-------- Provided text --------

A masterful novel that confronts the dilemmas of race, family, and forbidden love in the wake of America's Civil War

Fifteen years after the publication of his acclaimed novel Mason's Retreat, Christopher Tilghman returns to the Mason family and the Chesapeake Bay in The Right-Hand Shore.

It is 1920, and Edward Mason is making a call upon Miss Mary Bayly, the current owner of the legendary Mason family estate, the Retreat. Miss Mary is dying. She plans to give the Retreat to the closest direct descendant of the original immigrant owner that she can find. Edward believes he can charm the old lady, secure the estate and be back in Baltimore by lunchtime.

Instead, over the course of a long day, he hears the stories that will forever bind him and his family to the land. He hears of Miss Mary's grandfather brutally selling all his slaves in 1857 in order to avoid the reprisals he believes will come with Emancipation. He hears of the doomed efforts by Wyatt Bayly, Miss Mary's father, to turn the Retreat into a vast peach orchard, and of Miss Mary and her brother growing up in a fractured and warring household. He learns of Abel Terrell, son of free blacks who becomes head orchardist, and whose family becomes intimately connected to the Baylys and to the Mason legacy.

--------

Extend the description of The Right-Hand Shore, picking up after its last sentence. You won't need the material that comes next.

-------- Stored rows --------

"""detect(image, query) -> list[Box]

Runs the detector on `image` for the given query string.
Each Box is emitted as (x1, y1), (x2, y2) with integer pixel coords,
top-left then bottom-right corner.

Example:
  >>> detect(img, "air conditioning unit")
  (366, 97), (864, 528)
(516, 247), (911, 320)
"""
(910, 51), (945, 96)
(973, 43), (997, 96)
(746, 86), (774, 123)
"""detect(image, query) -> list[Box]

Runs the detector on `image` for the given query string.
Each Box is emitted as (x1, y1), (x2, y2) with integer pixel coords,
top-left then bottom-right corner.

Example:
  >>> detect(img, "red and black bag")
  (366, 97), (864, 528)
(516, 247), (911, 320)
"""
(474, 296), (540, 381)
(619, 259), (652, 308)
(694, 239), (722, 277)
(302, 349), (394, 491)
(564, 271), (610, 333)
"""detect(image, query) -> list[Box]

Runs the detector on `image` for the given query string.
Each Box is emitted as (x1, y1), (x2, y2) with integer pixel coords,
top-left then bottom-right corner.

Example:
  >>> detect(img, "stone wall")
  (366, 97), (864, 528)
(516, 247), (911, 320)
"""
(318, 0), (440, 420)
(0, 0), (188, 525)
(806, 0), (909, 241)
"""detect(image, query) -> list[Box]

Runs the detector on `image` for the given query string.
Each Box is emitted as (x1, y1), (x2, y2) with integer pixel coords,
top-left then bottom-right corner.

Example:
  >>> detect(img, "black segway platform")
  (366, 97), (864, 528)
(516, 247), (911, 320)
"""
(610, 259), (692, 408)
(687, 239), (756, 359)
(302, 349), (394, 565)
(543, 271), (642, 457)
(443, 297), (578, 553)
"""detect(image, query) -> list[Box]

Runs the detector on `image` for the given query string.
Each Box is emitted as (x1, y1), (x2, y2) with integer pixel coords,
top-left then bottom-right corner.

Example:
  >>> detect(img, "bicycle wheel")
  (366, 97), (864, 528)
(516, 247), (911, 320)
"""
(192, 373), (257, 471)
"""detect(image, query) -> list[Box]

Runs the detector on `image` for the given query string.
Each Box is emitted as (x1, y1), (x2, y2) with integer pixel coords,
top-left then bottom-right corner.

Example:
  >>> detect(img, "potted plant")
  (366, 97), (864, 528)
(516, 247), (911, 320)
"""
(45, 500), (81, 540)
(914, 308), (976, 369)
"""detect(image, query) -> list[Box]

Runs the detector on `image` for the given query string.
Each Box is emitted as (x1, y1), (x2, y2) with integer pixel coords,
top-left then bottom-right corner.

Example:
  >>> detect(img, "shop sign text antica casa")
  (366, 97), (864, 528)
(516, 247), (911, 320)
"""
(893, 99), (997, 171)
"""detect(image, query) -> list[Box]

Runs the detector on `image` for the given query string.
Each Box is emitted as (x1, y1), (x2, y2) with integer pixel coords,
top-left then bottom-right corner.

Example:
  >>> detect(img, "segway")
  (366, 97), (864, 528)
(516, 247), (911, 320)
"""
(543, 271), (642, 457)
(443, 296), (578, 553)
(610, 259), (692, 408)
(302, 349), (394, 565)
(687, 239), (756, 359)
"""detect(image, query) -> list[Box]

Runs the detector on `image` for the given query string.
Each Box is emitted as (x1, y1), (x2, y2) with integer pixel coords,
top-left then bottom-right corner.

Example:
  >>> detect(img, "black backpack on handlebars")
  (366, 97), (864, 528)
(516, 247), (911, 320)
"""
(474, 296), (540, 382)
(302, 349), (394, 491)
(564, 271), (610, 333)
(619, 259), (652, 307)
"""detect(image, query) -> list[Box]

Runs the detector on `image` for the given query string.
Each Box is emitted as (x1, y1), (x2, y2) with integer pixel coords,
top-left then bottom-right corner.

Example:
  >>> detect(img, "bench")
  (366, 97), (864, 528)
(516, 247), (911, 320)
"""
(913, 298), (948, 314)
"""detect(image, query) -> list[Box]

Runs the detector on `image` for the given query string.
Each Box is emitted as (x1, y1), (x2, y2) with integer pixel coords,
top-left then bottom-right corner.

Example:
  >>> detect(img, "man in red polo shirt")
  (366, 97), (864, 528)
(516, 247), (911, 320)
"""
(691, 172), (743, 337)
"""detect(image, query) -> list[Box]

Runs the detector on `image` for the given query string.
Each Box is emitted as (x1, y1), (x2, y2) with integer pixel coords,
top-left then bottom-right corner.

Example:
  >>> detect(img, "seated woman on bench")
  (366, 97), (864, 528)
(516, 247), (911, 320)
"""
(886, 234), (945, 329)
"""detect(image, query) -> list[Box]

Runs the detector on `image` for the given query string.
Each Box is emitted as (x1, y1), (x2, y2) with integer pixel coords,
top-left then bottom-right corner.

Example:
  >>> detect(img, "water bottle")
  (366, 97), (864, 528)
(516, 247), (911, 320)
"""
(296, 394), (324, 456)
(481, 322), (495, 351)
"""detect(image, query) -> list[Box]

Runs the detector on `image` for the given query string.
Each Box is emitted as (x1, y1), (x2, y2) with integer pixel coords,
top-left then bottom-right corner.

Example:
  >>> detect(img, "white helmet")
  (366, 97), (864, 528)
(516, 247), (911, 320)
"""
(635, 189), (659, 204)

--------

### [Answer to the task]
The drama in this richly textured novel proceeds through vivid set pieces: on rural nineteenth-century industry; on a boyhood on the Eastern Shore of Maryland; on the unbreakable divisions of race and class; and, finally, on two families attempting to save a son and a daughter from the dangers of their own innocent love. The result is a radiant work of deep insight and peerless imagination about the central dilemma of American history.

The Right-Hand Shore is a New York Times Notable Book of 2012.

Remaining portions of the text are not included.